EXERCISE INPUT =>
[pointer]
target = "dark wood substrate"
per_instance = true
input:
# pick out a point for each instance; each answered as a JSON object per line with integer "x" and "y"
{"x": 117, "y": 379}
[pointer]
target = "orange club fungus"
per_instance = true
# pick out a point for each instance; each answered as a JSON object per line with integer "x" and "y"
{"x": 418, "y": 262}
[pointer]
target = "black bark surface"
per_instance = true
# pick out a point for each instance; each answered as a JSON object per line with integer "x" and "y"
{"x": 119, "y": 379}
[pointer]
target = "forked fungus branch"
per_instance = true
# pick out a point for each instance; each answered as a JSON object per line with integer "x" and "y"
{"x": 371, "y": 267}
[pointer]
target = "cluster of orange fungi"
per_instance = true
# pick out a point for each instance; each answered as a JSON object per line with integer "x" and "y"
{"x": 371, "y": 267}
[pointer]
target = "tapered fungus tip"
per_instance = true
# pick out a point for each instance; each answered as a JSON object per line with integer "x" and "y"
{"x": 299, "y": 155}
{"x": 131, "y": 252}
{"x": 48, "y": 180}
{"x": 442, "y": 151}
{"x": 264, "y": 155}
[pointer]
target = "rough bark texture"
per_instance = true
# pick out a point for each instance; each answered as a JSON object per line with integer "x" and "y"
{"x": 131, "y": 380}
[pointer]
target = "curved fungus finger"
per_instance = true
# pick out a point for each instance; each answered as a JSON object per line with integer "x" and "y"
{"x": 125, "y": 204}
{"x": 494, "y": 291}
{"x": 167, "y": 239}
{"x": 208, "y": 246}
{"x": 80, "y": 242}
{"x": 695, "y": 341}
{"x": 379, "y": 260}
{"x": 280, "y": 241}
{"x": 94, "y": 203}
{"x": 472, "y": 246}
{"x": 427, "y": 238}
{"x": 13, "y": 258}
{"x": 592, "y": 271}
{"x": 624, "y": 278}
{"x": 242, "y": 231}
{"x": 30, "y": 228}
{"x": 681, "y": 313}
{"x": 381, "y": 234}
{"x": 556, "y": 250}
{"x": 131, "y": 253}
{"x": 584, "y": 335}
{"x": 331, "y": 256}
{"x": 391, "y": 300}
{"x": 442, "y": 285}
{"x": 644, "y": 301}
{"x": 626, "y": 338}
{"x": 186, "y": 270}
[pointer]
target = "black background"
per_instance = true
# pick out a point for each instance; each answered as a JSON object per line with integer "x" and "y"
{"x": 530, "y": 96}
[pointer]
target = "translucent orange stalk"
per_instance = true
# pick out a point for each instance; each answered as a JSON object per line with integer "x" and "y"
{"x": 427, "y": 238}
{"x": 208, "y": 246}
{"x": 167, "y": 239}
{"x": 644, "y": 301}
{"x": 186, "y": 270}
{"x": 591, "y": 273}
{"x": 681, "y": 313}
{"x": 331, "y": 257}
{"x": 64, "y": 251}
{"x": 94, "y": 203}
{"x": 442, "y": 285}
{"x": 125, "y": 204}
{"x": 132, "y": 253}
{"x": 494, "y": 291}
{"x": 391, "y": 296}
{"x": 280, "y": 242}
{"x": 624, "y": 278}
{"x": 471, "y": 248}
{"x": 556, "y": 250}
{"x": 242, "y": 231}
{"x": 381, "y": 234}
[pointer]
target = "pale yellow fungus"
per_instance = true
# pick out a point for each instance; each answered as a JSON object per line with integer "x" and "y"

SHORT PROBLEM => Your task is to print all of the records exactly.

EXERCISE RESULT =>
[pointer]
target = "dark wood substrate"
per_instance = true
input:
# pick out a point for each instance; each answered as a JSON object per line with integer "x" and "y"
{"x": 117, "y": 379}
[pointer]
target = "orange club fungus"
per_instance = true
# pick out a point for each instance; each answered as a JSON object per line with integer "x" and "y"
{"x": 418, "y": 262}
[pointer]
target = "black bark surface"
per_instance = true
# pick out a point for each instance; each answered as a JSON object per line with integer "x" and "y"
{"x": 119, "y": 379}
[pointer]
target = "forked fungus branch"
per_instance = true
# pick out a point for each instance; each answered as a JSON object per line with integer "x" and "y"
{"x": 371, "y": 267}
[pointer]
target = "cluster of orange fungi"
per_instance = true
# pick out a point for each instance; each answered as a JSON object per line with integer "x" and "y"
{"x": 371, "y": 267}
[pointer]
target = "tapered fungus tip"
per_instance = true
# pick out a point for each instance; each answered as a JSON object per line with integer "x" and "y"
{"x": 299, "y": 155}
{"x": 131, "y": 252}
{"x": 48, "y": 180}
{"x": 442, "y": 151}
{"x": 264, "y": 155}
[pointer]
target = "rough bark texture"
per_instance = true
# pick out a point for each instance; each answered as a JSON object per line with integer "x" and "y"
{"x": 131, "y": 380}
[pointer]
target = "curved fungus finger"
per_instance = true
# pick out a point for each instance; each answered as a JSON object per line with integer "x" and "y"
{"x": 125, "y": 204}
{"x": 494, "y": 291}
{"x": 167, "y": 239}
{"x": 208, "y": 246}
{"x": 80, "y": 242}
{"x": 695, "y": 341}
{"x": 379, "y": 260}
{"x": 280, "y": 241}
{"x": 94, "y": 203}
{"x": 472, "y": 246}
{"x": 427, "y": 238}
{"x": 13, "y": 258}
{"x": 592, "y": 271}
{"x": 624, "y": 278}
{"x": 242, "y": 231}
{"x": 30, "y": 228}
{"x": 681, "y": 313}
{"x": 381, "y": 234}
{"x": 556, "y": 250}
{"x": 131, "y": 253}
{"x": 584, "y": 335}
{"x": 331, "y": 256}
{"x": 391, "y": 300}
{"x": 442, "y": 285}
{"x": 644, "y": 301}
{"x": 626, "y": 338}
{"x": 186, "y": 270}
[pointer]
target = "black background"
per_instance = true
# pick out a point for each instance; each answered as a JSON object per line with integer "x" and "y"
{"x": 530, "y": 96}
[pointer]
target = "translucent orange stalk"
per_instance = true
# pick out a point for each instance; each answered as a JSON object per line with integer "x" and "y"
{"x": 427, "y": 238}
{"x": 208, "y": 246}
{"x": 167, "y": 239}
{"x": 644, "y": 301}
{"x": 186, "y": 270}
{"x": 591, "y": 273}
{"x": 681, "y": 313}
{"x": 331, "y": 257}
{"x": 64, "y": 251}
{"x": 94, "y": 203}
{"x": 442, "y": 285}
{"x": 125, "y": 204}
{"x": 132, "y": 253}
{"x": 494, "y": 291}
{"x": 391, "y": 296}
{"x": 280, "y": 242}
{"x": 624, "y": 278}
{"x": 471, "y": 248}
{"x": 556, "y": 250}
{"x": 242, "y": 231}
{"x": 381, "y": 234}
[pointer]
target = "pale yellow fungus"
per_instance = true
# pick out a point for each instance; each answered as a JSON object per line with integer "x" and "y"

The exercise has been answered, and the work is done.